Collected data
▶
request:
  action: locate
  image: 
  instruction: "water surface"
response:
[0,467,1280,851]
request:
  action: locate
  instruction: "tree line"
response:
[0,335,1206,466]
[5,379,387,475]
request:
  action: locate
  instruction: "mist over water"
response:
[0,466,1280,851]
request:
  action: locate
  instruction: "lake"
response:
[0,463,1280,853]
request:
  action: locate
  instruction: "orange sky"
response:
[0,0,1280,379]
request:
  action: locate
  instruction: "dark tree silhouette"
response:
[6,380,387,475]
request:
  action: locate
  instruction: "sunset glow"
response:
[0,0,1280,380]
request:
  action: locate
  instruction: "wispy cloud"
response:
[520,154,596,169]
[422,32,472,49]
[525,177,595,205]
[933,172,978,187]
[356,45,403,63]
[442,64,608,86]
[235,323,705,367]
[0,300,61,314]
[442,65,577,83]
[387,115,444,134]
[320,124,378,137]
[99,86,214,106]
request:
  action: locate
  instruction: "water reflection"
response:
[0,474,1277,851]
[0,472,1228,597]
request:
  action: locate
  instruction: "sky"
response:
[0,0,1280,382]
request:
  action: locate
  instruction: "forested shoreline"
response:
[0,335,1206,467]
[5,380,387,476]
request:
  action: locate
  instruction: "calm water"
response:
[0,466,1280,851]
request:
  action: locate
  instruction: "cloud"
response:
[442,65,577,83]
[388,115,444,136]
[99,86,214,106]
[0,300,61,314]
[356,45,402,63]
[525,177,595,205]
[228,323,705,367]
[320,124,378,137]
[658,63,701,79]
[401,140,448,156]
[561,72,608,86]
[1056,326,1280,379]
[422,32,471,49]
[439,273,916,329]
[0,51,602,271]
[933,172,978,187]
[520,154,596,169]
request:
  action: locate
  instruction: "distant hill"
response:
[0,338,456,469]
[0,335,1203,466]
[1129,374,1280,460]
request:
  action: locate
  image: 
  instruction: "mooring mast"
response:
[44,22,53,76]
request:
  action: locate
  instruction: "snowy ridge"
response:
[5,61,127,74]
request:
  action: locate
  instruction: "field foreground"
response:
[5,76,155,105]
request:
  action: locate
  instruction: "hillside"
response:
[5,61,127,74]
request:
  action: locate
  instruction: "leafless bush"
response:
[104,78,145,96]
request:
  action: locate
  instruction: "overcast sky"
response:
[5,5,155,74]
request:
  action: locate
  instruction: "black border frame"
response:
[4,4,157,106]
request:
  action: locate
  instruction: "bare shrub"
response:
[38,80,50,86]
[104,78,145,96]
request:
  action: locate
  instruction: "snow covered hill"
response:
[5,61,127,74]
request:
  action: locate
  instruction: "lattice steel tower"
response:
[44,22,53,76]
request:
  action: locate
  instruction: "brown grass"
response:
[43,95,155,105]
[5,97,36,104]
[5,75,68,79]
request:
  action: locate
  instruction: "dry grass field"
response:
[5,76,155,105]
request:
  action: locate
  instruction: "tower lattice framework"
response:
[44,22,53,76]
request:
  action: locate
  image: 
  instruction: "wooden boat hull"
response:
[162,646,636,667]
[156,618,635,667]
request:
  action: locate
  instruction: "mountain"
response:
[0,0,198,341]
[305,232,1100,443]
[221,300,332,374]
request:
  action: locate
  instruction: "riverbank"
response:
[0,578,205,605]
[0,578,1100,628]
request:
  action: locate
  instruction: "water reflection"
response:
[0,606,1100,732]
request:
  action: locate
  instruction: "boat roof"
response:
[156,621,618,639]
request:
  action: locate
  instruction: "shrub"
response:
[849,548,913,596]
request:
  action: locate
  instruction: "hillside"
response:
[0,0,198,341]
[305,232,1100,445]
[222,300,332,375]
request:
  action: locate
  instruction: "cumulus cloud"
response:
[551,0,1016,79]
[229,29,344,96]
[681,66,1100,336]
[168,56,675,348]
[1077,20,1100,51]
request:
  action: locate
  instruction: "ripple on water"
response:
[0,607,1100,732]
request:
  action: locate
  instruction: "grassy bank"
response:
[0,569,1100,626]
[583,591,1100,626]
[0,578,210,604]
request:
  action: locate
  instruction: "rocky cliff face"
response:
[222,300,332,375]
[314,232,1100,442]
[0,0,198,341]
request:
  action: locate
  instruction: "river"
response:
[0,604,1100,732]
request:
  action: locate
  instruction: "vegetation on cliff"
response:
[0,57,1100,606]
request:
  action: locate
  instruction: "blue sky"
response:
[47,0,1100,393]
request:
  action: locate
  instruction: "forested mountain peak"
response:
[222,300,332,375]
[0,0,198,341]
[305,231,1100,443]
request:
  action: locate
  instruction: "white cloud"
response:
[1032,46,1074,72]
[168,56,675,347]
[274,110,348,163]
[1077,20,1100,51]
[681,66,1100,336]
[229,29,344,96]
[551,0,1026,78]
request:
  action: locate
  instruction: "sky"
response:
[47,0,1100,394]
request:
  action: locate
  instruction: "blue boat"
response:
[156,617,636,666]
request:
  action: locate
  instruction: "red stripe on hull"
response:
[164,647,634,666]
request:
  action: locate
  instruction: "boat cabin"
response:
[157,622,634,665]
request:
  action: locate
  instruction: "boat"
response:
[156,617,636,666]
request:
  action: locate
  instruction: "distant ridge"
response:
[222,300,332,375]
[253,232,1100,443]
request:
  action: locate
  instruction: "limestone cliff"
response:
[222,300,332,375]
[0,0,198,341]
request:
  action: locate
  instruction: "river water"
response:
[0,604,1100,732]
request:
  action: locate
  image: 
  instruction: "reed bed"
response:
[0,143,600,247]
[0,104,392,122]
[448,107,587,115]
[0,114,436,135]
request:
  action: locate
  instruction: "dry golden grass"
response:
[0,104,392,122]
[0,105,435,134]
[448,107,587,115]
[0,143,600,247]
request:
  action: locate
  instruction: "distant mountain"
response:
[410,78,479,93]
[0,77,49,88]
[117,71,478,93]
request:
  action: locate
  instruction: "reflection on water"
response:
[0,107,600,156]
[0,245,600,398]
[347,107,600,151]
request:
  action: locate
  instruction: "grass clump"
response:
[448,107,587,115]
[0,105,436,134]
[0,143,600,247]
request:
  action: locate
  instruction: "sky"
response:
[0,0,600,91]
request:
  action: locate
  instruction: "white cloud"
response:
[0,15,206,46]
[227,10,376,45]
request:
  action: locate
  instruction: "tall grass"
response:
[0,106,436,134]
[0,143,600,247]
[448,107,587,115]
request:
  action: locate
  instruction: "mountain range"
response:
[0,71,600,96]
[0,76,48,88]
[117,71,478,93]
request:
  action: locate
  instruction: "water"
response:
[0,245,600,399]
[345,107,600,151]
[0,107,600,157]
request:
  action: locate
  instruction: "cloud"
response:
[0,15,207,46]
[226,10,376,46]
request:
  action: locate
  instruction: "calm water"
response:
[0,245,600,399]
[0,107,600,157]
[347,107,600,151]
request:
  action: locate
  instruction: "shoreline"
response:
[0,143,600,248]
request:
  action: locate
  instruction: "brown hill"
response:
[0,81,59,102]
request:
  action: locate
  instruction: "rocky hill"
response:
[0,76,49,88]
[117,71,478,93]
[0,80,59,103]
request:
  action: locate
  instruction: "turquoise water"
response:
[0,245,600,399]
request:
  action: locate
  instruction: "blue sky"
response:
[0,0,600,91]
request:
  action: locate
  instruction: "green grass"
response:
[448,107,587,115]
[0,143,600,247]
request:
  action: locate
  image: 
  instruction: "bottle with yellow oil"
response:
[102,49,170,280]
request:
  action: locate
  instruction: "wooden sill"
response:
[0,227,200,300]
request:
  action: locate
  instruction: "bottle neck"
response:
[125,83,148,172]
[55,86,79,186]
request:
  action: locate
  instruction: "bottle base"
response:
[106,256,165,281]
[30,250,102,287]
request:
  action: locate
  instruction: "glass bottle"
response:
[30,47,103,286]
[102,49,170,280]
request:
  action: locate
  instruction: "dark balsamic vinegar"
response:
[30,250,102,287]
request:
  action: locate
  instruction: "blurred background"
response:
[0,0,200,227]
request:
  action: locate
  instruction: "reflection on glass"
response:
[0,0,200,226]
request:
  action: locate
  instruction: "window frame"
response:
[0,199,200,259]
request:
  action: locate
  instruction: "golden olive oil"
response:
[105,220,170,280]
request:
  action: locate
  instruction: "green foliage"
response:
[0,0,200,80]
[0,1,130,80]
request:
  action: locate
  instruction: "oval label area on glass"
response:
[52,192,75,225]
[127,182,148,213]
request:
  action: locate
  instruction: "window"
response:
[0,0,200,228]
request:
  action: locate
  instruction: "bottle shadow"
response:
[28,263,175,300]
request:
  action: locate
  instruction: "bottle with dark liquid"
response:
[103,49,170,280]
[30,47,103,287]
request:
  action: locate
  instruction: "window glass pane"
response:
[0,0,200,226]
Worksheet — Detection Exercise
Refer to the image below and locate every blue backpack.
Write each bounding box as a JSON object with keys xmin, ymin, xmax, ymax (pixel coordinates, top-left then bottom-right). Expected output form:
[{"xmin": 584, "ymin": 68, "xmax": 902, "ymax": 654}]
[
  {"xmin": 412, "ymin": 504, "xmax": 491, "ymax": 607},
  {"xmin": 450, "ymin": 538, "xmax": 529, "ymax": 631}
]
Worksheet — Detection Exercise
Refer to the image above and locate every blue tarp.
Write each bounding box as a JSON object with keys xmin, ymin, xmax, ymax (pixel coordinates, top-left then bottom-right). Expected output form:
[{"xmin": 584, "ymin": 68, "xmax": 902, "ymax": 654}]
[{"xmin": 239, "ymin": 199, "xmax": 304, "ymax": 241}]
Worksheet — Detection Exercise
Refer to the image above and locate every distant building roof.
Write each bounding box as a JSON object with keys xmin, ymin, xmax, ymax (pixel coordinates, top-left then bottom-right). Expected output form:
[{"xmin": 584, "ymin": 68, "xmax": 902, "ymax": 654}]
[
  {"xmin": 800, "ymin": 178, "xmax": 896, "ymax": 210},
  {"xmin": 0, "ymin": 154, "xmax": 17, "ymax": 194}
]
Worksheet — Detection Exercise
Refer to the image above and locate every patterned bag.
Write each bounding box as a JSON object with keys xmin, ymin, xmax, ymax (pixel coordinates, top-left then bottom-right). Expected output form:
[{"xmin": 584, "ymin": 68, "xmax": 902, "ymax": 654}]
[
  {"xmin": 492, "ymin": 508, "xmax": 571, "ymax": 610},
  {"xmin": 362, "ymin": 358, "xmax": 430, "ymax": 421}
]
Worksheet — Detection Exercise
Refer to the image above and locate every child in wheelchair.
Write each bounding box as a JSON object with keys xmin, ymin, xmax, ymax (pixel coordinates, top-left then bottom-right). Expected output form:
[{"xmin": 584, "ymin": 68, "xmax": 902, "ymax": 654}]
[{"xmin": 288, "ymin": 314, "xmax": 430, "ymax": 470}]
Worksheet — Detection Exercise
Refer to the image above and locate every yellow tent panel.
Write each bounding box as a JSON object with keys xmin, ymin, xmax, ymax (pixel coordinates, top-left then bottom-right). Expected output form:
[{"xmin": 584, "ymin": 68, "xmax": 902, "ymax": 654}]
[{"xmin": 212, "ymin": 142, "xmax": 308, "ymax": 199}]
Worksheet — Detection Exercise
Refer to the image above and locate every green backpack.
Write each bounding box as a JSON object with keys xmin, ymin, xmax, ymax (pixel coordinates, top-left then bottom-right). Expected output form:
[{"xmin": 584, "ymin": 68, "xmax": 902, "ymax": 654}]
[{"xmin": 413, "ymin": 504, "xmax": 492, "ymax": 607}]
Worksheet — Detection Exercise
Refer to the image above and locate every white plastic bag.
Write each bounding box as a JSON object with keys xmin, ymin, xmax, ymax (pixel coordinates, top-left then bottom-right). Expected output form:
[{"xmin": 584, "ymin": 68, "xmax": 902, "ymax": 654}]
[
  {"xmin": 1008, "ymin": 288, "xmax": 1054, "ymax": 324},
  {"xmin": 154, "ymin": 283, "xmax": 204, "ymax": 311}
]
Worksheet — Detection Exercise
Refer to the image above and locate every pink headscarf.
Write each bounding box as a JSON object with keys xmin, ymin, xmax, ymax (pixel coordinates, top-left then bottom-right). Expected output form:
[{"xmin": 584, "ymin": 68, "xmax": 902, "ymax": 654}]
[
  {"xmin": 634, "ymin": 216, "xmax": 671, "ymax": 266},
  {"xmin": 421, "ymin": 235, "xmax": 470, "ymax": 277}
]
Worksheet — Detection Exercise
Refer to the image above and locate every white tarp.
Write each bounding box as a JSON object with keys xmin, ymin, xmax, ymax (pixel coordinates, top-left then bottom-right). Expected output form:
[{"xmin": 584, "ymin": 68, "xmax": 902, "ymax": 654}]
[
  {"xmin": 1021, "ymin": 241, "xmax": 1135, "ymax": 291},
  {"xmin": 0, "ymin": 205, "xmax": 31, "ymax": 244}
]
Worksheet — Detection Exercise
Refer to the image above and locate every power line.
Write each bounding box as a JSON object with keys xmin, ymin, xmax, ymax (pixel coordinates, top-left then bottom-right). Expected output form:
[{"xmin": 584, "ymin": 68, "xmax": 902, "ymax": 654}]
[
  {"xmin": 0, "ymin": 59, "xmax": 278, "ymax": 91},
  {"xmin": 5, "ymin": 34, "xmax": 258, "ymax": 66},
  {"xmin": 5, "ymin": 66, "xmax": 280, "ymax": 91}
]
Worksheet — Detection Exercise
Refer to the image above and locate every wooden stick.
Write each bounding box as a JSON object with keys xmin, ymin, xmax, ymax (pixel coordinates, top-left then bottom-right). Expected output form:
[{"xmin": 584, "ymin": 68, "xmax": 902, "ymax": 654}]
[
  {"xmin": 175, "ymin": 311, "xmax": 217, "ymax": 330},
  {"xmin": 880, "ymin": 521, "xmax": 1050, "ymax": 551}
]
◀
__Required work__: Count how many lines in the data above contain the string "cliff", with uppercase and lowercase treated as different. Reply with the number alone.

__Exercise result__: 3